TASK PROMPT: In the records below, take the part that opens with the line containing "of the landing" and closes with the line containing "Target: landing gear strut", both lines included, and turn it into a numbered list with any blank lines left out.

━━━━

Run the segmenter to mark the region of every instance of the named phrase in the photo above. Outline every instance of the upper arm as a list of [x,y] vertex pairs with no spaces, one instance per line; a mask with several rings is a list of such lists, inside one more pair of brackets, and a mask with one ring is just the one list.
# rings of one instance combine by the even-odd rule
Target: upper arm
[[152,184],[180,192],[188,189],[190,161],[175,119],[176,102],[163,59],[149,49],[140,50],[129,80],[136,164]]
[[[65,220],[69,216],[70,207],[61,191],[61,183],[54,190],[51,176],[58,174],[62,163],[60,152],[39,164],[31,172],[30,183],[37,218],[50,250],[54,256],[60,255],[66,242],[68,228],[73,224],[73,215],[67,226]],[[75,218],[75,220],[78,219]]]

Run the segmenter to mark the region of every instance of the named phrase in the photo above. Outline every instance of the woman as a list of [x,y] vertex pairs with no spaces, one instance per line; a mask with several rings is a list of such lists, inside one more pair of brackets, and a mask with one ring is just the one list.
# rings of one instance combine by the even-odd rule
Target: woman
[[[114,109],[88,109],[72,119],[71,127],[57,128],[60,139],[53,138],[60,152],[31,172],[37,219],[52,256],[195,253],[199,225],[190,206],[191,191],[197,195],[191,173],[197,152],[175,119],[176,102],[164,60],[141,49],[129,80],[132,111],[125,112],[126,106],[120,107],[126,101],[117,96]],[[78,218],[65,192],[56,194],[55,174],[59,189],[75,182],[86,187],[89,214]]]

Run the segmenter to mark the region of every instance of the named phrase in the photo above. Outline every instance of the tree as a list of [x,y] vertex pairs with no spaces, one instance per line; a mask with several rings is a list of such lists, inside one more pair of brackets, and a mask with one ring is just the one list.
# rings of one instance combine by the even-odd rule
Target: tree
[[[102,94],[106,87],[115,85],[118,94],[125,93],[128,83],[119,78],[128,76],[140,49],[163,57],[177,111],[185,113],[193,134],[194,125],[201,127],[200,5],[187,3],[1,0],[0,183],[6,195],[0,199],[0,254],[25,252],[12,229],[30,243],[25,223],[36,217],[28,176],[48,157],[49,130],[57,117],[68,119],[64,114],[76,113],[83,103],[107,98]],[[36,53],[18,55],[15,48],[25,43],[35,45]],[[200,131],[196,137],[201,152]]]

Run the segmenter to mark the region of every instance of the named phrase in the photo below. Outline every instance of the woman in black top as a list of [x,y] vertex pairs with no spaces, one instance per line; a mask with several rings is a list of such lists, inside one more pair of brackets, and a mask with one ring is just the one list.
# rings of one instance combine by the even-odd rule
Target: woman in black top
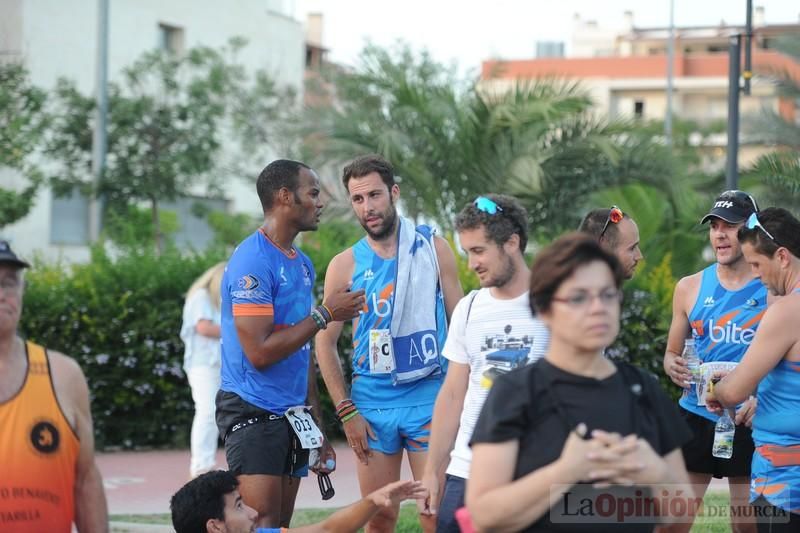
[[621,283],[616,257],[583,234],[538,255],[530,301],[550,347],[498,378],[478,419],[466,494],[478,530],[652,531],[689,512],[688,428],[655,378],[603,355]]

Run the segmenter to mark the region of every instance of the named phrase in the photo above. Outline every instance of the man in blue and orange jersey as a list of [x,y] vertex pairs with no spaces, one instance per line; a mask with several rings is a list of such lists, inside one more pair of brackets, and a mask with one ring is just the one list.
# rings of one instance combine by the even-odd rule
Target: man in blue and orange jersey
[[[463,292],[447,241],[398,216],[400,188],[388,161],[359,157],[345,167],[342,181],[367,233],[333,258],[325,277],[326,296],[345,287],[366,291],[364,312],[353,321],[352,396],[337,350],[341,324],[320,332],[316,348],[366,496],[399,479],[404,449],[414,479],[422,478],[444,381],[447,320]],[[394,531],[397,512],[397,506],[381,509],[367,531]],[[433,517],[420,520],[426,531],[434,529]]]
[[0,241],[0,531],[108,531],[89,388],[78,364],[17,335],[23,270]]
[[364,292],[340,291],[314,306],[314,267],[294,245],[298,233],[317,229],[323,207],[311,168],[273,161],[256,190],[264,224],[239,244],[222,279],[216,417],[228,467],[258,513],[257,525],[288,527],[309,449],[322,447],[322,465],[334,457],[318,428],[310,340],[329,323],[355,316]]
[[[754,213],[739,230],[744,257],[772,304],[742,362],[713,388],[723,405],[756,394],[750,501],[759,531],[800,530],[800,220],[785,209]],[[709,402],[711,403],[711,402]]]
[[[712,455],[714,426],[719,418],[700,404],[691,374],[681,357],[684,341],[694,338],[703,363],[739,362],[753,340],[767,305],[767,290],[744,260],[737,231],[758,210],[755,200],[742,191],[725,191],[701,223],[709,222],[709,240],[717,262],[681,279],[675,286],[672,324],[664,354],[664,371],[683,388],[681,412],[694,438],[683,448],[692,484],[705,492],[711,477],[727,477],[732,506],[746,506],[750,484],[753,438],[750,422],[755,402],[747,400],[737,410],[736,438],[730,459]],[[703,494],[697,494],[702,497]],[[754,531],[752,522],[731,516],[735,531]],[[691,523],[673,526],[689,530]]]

━━━━

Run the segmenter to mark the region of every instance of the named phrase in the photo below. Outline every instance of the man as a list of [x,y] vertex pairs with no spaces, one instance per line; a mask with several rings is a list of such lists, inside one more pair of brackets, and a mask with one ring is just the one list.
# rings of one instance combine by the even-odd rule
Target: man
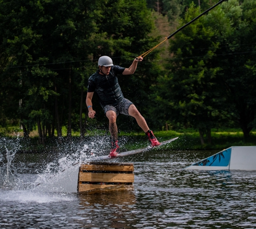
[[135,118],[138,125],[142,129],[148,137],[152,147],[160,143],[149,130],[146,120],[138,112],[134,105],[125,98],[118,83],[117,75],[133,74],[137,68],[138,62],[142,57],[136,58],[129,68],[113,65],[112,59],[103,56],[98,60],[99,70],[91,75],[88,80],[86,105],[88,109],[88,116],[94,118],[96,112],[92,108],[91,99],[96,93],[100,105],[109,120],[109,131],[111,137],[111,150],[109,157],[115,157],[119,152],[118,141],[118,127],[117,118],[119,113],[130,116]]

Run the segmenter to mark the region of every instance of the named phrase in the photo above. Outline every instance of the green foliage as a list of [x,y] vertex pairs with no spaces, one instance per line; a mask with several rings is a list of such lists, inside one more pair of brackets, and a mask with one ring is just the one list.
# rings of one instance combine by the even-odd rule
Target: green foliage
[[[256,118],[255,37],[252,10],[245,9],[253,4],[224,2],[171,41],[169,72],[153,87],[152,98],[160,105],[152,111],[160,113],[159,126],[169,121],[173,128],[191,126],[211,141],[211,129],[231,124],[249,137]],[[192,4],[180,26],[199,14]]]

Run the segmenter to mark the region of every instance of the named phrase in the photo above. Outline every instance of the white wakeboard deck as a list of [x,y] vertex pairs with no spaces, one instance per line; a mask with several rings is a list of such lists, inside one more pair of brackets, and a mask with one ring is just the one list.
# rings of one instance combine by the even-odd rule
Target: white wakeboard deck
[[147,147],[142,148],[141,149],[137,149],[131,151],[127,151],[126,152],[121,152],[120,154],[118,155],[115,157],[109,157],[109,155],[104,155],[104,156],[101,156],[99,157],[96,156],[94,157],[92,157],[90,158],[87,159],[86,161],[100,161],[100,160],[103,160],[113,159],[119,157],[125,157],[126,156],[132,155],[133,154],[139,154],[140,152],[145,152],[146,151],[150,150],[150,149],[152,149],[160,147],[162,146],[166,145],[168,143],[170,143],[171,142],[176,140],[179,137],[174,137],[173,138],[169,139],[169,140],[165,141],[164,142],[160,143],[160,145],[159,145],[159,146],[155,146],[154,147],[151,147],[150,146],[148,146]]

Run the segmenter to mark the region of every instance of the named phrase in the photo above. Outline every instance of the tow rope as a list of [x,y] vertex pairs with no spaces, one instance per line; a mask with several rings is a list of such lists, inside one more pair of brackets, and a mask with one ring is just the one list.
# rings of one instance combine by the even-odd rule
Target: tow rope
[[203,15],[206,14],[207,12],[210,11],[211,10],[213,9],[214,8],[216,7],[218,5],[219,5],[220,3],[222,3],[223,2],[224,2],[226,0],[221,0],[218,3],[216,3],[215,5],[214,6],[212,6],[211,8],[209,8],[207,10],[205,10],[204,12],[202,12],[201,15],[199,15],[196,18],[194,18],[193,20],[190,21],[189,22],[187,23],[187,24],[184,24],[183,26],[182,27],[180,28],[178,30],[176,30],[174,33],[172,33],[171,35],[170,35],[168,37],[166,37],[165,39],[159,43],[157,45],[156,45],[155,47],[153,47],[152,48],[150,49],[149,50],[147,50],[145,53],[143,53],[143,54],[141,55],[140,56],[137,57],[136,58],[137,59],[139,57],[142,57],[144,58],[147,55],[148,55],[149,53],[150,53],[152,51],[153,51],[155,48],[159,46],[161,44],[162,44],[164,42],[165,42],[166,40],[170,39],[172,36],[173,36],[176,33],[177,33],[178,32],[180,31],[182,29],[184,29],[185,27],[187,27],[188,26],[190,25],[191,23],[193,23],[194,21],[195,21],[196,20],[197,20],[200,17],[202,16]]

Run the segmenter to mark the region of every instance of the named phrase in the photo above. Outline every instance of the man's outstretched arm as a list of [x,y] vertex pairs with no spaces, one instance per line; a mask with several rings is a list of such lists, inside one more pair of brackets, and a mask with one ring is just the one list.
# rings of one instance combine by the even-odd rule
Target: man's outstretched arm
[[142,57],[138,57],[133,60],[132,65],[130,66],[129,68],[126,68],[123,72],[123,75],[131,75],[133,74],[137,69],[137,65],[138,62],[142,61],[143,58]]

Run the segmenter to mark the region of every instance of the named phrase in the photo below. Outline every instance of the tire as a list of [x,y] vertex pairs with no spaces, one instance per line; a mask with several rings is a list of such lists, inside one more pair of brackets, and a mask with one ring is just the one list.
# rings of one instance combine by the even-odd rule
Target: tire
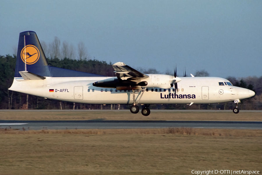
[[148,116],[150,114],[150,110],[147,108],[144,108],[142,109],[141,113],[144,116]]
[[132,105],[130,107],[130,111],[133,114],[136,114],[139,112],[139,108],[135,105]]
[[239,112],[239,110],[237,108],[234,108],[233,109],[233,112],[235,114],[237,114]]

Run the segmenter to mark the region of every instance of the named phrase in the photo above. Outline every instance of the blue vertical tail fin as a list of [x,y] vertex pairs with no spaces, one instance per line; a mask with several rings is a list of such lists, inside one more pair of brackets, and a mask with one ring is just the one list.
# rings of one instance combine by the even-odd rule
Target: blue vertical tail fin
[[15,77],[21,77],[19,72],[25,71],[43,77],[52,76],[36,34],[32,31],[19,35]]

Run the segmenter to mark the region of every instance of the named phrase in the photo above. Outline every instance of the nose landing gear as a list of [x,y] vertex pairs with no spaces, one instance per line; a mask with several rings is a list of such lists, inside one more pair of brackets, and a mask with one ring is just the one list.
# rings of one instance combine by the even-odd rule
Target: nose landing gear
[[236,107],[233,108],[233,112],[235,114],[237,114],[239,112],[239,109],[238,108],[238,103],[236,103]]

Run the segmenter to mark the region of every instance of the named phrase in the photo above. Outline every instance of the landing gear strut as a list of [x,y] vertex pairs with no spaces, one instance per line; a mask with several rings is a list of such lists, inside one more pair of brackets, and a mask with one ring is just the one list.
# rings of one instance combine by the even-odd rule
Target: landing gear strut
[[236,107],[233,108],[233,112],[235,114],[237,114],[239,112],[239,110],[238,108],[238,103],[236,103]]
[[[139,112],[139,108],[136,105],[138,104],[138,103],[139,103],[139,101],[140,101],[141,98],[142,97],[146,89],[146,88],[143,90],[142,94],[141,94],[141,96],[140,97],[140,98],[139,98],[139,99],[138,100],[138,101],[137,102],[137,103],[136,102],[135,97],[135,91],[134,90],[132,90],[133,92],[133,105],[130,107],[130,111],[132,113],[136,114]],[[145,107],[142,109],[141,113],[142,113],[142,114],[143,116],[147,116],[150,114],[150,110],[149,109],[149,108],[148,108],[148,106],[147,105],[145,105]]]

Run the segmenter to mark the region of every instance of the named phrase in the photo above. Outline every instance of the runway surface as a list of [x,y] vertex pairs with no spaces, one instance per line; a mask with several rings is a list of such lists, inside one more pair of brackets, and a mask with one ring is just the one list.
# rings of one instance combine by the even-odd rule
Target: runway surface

━━━━

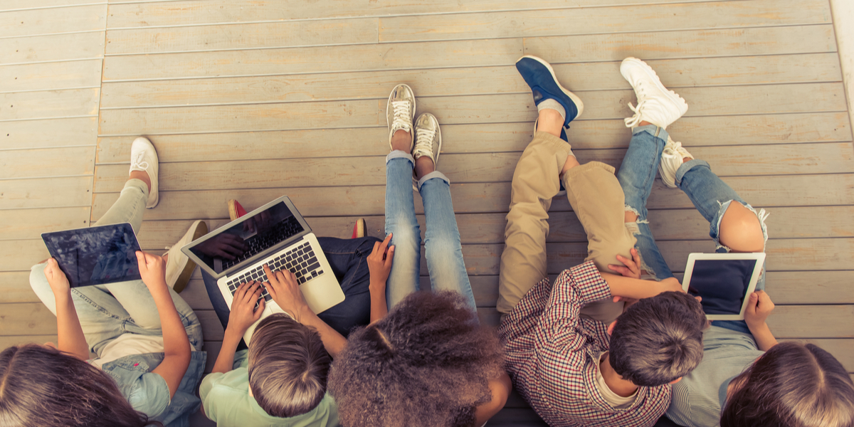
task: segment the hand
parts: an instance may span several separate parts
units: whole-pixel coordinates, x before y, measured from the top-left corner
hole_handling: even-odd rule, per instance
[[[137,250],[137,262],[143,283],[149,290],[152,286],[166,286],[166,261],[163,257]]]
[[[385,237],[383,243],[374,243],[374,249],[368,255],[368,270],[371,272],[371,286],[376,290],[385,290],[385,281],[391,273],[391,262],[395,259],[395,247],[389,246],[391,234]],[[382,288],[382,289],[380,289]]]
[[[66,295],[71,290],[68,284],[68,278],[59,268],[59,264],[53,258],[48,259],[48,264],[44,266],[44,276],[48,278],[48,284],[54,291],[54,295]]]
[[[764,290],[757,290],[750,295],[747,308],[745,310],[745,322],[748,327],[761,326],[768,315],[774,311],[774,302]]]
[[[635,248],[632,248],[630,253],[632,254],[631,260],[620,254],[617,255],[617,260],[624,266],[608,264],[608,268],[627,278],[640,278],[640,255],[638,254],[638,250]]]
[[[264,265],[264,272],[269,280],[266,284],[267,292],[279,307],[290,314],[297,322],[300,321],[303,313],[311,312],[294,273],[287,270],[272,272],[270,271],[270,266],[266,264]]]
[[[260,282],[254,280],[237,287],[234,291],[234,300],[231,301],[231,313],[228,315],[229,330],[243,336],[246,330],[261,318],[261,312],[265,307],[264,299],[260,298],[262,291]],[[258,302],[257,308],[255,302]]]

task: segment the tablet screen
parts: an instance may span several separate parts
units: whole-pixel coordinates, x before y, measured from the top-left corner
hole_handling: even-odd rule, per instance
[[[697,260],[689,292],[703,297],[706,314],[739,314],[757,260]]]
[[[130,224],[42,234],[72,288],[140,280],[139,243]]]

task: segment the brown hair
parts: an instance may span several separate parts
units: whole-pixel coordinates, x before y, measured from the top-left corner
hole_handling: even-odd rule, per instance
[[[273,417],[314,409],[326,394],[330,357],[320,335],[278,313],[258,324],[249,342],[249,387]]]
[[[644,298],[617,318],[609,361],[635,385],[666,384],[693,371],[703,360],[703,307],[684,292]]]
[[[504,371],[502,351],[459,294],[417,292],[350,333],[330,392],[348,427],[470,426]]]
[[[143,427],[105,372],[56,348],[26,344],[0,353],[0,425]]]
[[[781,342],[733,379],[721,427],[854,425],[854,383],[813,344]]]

━━━━

SOLUTION BELOW:
1. Run the segmenter to mark the region of every instance of the named phrase in the photo above. Outline every instance of the landing gear strut as a list of [x,y] vertex pairs with no spaces, one instance per line; a mask with several rings is a list of such lists, inside one more pair of brackets, and a mask with one ring is just the one list.
2. # rings of one instance combine by the even-odd rule
3. Target: landing gear strut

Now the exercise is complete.